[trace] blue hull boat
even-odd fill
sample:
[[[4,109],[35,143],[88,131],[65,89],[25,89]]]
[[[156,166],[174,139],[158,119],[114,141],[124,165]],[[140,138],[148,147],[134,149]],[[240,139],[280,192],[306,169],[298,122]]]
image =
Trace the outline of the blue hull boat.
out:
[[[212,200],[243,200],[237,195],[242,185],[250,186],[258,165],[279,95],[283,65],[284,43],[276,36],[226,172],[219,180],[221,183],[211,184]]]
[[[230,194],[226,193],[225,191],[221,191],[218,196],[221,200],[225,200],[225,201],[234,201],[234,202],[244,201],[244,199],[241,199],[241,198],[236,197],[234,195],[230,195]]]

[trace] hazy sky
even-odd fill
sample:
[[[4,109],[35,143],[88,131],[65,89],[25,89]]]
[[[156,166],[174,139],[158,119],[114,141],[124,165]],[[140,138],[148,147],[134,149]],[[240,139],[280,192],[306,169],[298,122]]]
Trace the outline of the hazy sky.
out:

* * *

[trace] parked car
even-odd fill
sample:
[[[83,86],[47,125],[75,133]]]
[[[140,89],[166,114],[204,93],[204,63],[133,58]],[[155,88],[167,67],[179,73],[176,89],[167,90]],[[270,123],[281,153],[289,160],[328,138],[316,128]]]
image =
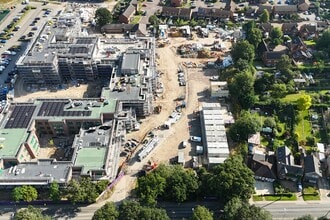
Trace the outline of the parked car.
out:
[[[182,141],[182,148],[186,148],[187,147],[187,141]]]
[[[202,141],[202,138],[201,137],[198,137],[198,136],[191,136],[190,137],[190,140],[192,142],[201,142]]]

■ What needs to be done: Check each line of the material for the word "outline". Copy the ones that have it.

■ Response to this exercise:
Trace the outline of the blue hull boat.
Trace the outline of the hazy sky.
Trace the outline of the parked car.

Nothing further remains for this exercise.